## DATA PROVIDED
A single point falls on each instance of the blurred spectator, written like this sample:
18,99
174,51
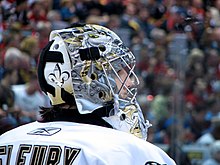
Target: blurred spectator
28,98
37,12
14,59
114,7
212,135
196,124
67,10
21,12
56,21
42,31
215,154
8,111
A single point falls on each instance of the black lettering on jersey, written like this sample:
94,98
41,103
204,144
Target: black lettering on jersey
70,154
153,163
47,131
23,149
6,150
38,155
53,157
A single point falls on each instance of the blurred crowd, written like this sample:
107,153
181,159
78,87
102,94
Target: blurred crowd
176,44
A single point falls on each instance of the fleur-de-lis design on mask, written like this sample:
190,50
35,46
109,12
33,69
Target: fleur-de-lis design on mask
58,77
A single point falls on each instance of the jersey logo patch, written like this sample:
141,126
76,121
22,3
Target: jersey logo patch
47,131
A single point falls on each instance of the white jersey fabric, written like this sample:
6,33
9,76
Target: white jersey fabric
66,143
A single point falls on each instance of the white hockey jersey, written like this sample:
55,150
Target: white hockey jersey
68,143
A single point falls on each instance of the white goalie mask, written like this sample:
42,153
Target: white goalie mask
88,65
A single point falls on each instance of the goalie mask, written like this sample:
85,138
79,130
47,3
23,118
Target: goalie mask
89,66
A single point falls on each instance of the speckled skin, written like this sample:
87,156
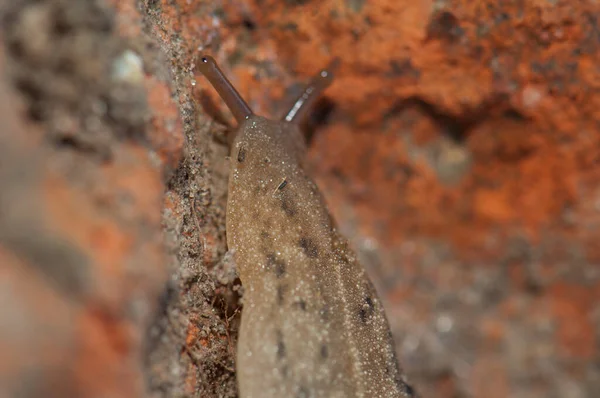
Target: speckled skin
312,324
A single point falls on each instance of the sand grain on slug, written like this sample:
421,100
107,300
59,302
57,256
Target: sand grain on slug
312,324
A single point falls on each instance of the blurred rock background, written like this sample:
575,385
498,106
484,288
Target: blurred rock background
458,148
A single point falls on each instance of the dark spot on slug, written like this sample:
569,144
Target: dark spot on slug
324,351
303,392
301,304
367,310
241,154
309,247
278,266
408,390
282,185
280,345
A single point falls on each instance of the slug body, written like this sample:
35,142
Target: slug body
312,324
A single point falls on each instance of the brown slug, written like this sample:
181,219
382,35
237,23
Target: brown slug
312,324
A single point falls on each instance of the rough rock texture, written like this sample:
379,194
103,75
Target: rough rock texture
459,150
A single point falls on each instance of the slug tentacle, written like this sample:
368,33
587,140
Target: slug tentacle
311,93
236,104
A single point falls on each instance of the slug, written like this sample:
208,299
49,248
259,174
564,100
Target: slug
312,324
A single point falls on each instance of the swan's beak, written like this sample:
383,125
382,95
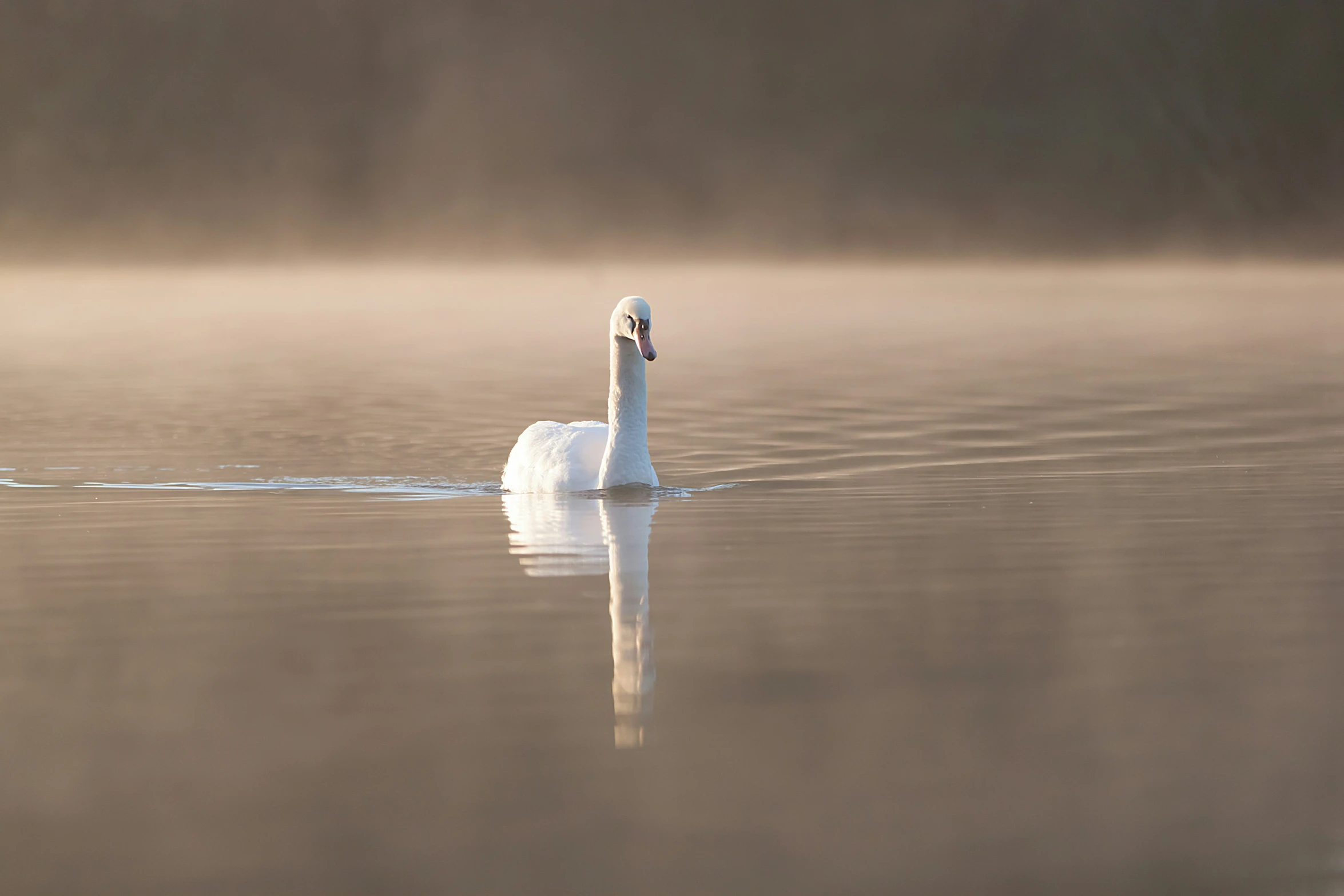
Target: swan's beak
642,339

## WORK INSTRUCTIONS
Extract the text of all the records above verbatim, excluding pictures.

## THE REPLY
A single point falls on each instance of the blurred spectator, written like this sample:
18,99
174,51
Target: blurred spectator
28,98
37,12
14,59
114,7
212,135
196,124
67,10
21,12
56,21
42,31
215,154
8,111
A single point falls on each instance of the black lettering on jersey, written like this sample:
94,98
41,103
204,144
Target: black lettering on jersey
70,154
153,163
47,131
23,149
6,150
38,155
53,157
A single point falls on each instance of the blurred crowd, written like this sample:
107,153
181,159
78,87
102,94
Target: blurred crowd
176,44
A single point falls on each instance of the fleur-de-lis design on mask, written like this sample:
190,50
35,46
109,12
33,69
Target: fleur-de-lis design on mask
58,77
A single point falls on each instance of the jersey logo patch, written like this sample:
141,126
76,121
22,3
Target: jersey logo patch
47,131
A single point falls on each instance of the white jersey fabric, written like this sample:
6,33
9,76
Target: white jersey fabric
66,143
A single point falls on each instance of the white hockey jersey, written like this sample:
55,150
Target: white hockey jersey
68,143
A single point falls on each instance of the white goalie mask, written like this sample:
42,153
Target: white goalie mask
88,65
A single point falls on each instance of the goalie mask, written like this sample:
85,138
79,130
47,3
23,118
Target: goalie mask
89,66
A single point falls on each instance of the speckled skin, written like this sample:
87,156
Target: speckled skin
312,324
A single point falls on each instance of the sand grain on slug, written like this sample:
421,100
107,300
59,302
57,256
Target: sand grain on slug
312,324
A single point falls on each instance of the blurred rock background, written like this sample:
575,385
498,106
484,288
Target: blurred rock background
458,148
A single point falls on each instance of the dark spot on slug, written like this sample:
569,144
Target: dark spot on slug
324,351
303,392
301,304
367,310
241,154
309,247
278,266
408,390
282,185
280,345
A single point falls on each instance of the slug body, written like this sample:
35,142
Target: slug body
312,324
A single point falls on each instance of the brown slug, written like this sample:
181,219
382,35
237,23
Target: brown slug
312,324
A single point falls on each instance of the rough rock texture, written like this sample:
379,194
103,75
Target: rough rock texture
459,150
A single point falls on each instance of the slug tentacle, written like this sample:
368,33
587,140
Target: slug tentacle
311,93
236,104
A single point falls on each instance of the slug, written like this sample:
208,299
49,248
259,174
564,100
Target: slug
312,324
A single point falls on each instance of the swan's beak, written like this sample:
383,125
382,95
Target: swan's beak
642,339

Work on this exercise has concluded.